## BEGIN MATERIAL PROVIDED
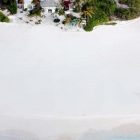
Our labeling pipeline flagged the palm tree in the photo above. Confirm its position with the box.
[82,3,94,22]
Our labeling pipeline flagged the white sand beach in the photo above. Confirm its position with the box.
[0,18,140,140]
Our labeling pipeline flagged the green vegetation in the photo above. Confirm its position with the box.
[0,12,10,22]
[73,0,140,31]
[115,0,140,20]
[0,12,10,22]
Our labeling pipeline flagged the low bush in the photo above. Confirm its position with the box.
[0,12,10,22]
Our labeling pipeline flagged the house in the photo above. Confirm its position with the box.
[40,0,58,13]
[63,0,73,11]
[17,0,57,13]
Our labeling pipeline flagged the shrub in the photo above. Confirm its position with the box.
[0,12,10,22]
[8,2,17,14]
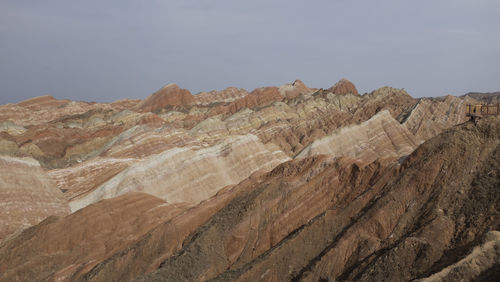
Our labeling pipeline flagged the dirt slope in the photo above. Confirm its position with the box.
## END MATERIAL PROVIDED
• _TASK DIRECTIONS_: Convert the rows above into a JSON list of strings, one string per line, skipping any blank lines. Leave the pictures out of your answer.

• _SOLVED PROBLEM_:
[
  "Our labeling pipeline flagged the palm tree in the photo above. Confirm its position with the box.",
  "[82,3,94,22]",
  "Our labeling pipeline flagged the white sand beach in the photo above. Confirm its position with the box.",
  "[0,18,140,140]",
  "Our labeling pipeline flagged the green vegetation in the photo above. Confirm its position with the box.",
  "[0,12,10,22]",
  "[73,0,140,31]",
  "[115,0,140,20]",
  "[0,12,10,22]",
  "Our labeling pipeline flagged the low bush in the photo above. Confirm its position with the box.",
  "[0,12,10,22]",
  "Our labeling pipeline flagged the house in the photo above. Confirm its position with the box.",
  "[40,0,58,13]",
  "[63,0,73,11]",
  "[17,0,57,13]",
  "Our labeling pipeline flagged the shrub in the photo above. Confirm its position with the box.",
  "[0,12,10,22]",
  "[8,2,17,14]",
  "Our labeling pipeline flagged the dirt slope in the photo above. Confirm its position with the box."
]